* [PROMPT] The line containing "Drop one point per instance of the white casserole" and every line after it, through the last, are to be extracted exactly; no other lines belong in the answer.

* [RECORDS FOR PROCESSING]
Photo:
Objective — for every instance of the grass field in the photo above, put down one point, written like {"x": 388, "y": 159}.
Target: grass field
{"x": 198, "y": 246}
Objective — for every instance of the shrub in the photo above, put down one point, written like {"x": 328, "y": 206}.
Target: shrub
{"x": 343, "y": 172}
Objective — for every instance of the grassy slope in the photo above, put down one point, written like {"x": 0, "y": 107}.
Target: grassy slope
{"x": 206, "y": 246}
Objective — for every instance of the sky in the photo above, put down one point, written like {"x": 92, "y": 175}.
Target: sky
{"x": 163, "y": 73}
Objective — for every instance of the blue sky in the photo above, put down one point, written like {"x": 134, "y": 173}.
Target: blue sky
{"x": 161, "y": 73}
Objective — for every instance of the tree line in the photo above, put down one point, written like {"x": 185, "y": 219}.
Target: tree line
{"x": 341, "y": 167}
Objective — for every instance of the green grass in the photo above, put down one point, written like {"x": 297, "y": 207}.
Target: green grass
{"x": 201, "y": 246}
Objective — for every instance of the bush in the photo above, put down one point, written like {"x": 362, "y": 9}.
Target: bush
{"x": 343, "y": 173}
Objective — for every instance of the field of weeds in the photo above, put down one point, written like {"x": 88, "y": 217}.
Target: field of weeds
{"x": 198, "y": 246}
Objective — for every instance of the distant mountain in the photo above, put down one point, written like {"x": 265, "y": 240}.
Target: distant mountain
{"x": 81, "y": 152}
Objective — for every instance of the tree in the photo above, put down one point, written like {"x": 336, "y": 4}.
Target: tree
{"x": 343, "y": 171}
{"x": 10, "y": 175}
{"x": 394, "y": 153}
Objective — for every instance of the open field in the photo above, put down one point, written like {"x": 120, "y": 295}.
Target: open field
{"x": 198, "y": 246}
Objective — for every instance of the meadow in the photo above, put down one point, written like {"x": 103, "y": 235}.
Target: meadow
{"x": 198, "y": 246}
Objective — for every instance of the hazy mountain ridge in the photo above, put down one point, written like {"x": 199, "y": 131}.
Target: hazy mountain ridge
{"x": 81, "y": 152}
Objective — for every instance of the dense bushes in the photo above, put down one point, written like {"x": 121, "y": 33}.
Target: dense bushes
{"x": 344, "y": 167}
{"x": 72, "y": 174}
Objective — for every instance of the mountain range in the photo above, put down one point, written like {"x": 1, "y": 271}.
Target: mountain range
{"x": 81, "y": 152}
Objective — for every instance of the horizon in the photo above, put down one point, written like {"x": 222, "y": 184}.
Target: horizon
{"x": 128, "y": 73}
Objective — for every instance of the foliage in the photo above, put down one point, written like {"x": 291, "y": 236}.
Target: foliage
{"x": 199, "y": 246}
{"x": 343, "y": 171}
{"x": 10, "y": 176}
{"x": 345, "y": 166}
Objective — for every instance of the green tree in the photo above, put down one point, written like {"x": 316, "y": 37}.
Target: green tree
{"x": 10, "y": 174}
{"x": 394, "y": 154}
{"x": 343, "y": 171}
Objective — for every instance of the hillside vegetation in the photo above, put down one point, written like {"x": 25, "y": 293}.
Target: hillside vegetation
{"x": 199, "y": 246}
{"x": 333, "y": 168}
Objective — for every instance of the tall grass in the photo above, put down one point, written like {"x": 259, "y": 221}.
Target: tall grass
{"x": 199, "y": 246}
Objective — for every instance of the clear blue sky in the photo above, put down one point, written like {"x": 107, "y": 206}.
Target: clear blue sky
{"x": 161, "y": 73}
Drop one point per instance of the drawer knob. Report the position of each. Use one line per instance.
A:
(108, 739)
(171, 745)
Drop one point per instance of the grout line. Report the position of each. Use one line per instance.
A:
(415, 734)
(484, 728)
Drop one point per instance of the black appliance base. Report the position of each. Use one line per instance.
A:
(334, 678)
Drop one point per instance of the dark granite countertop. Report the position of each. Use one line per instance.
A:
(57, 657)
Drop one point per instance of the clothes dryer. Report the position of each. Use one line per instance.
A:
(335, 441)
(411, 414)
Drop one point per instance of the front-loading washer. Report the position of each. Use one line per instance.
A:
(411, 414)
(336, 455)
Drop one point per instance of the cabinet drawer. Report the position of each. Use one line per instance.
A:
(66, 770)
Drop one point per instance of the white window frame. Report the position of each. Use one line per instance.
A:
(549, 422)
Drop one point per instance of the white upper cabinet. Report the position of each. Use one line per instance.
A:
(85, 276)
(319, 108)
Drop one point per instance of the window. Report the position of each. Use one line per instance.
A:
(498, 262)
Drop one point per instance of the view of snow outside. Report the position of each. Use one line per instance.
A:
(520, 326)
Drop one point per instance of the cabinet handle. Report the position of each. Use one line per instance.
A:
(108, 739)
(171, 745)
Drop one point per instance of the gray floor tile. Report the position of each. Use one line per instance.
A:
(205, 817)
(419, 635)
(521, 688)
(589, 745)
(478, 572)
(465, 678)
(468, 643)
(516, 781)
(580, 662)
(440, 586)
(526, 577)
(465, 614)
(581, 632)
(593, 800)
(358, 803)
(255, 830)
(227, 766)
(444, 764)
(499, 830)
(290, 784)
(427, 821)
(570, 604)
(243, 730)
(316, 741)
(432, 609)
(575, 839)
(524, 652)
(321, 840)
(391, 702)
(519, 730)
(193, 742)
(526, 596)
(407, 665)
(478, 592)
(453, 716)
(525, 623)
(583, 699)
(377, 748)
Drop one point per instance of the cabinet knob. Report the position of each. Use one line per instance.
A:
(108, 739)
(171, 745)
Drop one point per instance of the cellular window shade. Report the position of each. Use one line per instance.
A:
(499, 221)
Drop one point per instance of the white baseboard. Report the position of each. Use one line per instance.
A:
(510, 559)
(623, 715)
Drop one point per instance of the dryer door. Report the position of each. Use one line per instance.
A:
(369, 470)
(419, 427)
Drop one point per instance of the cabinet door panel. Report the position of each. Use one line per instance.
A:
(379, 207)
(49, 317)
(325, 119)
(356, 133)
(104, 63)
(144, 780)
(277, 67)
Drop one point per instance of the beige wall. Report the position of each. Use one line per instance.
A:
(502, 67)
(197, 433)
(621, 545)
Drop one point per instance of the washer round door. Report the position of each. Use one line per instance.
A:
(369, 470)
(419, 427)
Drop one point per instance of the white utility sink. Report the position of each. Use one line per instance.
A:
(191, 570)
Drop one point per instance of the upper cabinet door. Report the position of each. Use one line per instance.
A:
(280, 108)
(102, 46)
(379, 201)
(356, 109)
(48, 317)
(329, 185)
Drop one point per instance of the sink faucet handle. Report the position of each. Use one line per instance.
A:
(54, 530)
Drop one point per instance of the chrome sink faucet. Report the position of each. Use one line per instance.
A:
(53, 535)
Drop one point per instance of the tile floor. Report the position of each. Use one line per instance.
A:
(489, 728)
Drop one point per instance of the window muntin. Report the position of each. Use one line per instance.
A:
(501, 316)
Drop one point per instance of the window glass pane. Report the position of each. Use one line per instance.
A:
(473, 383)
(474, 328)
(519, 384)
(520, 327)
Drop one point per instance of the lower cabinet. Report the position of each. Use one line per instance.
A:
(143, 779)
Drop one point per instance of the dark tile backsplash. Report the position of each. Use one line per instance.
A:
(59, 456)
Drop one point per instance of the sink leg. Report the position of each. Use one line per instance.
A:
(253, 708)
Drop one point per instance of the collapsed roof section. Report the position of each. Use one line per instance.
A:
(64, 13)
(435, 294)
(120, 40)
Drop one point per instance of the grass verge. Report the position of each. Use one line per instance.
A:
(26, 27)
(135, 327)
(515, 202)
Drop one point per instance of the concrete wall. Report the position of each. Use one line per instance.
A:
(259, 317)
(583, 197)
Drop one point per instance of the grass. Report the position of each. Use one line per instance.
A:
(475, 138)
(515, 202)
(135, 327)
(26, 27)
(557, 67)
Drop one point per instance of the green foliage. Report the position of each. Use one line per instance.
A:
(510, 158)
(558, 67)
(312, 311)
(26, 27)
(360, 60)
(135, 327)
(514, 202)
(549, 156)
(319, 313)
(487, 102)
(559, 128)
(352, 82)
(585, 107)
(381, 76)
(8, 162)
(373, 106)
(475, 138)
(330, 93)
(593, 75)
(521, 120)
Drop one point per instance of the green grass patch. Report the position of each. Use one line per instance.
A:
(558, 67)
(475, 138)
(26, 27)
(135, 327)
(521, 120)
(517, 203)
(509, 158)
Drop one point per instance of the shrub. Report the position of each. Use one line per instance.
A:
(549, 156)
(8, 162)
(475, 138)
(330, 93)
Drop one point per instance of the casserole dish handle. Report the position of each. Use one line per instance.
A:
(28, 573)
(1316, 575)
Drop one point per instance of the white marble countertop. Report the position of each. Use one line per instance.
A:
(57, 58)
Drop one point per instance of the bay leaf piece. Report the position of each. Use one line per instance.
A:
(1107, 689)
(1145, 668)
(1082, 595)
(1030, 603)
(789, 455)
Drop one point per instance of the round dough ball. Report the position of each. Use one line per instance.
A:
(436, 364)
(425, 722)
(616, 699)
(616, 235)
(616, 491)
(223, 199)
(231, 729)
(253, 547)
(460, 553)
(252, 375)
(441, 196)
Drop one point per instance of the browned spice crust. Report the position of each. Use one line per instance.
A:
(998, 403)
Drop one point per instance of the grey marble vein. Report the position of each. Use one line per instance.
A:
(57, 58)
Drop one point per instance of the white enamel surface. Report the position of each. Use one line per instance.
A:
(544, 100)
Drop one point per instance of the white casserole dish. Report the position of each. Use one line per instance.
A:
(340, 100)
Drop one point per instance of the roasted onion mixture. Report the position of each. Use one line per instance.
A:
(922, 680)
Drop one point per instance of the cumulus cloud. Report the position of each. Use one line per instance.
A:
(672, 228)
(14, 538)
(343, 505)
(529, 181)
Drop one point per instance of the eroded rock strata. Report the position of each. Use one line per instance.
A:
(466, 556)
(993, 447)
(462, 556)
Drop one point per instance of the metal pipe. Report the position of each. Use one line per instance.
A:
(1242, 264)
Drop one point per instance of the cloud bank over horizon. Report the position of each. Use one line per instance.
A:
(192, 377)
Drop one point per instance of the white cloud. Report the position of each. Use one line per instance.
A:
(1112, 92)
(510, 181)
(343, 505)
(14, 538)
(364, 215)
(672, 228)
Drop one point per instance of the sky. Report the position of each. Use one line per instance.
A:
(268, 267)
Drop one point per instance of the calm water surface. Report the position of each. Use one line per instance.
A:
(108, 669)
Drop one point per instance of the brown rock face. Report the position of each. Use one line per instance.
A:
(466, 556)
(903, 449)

* [ANSWER FOR THIS EXERCISE]
Drop one point per instance of the white casserole dish. Report the position of each. Use one line per instance.
A:
(340, 100)
Drop one point per instance of the roasted onion mixture. Report the position of each. Use one line per instance.
A:
(922, 680)
Drop one point per instance of the cumulus cloud. Report the position of each. Use one line per instance.
A:
(672, 228)
(14, 538)
(343, 505)
(529, 181)
Drop one point per instance of the eroded rock strata. Report the position of each. Use one line per instance.
A:
(466, 556)
(993, 447)
(462, 556)
Drop one point per instance of the metal pipe. Report the position of each. Use one line per instance.
A:
(1242, 264)
Drop one point per instance of the cloud bank over horizon. Report the position of each. Use one line per instance.
A:
(192, 377)
Drop one point per instance of the white cloud. Report the position of each. Use one line per instance.
A:
(1112, 92)
(510, 181)
(343, 505)
(14, 538)
(364, 215)
(672, 228)
Drop one point per instance of the sky. Report the position of each. Use one line per instance.
A:
(268, 267)
Drop one point per instance of the calm water surface. Report the position of each. Use one line per instance.
A:
(108, 669)
Drop one point per instance of the brown rock face. Report the position of each. Use one line per instance.
A:
(466, 556)
(903, 449)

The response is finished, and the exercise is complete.